[Image object location records]

********

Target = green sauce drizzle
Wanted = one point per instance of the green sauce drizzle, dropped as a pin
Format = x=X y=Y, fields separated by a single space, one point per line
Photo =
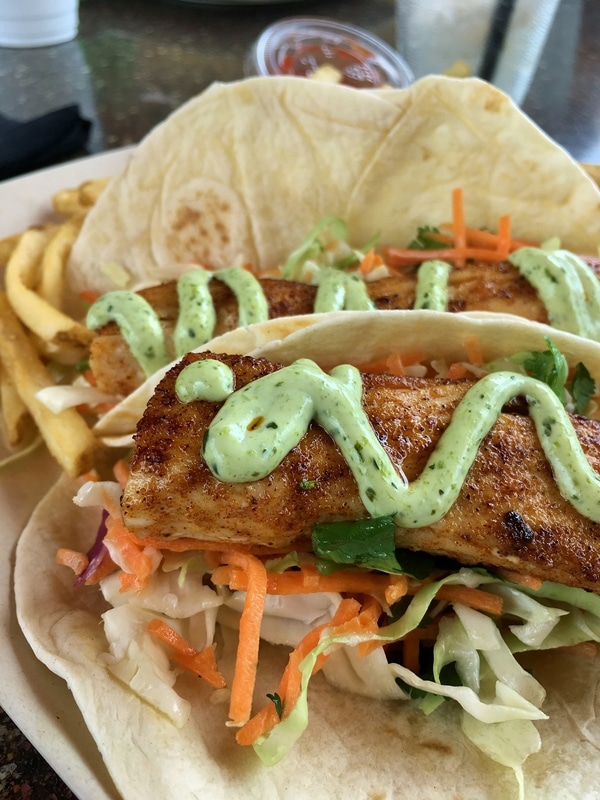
x=432 y=285
x=196 y=321
x=259 y=424
x=139 y=325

********

PROBLEM TO SOLVE
Recast the records above as a two-column CSV with the headers "instruction" and "answer", one row per record, putting each record's text and its answer in a single quoted field with line breaks replaced by spaces. Omit the pictures.

PROBLEM SOLUTION
instruction,answer
"Target = green sauce drizzle Wanted = one point per instance of the green sauce drizzle, dropped as a pin Format = x=X y=Y, fields separated by a single space, one point per line Photo =","x=432 y=285 x=196 y=321 x=259 y=424 x=139 y=325"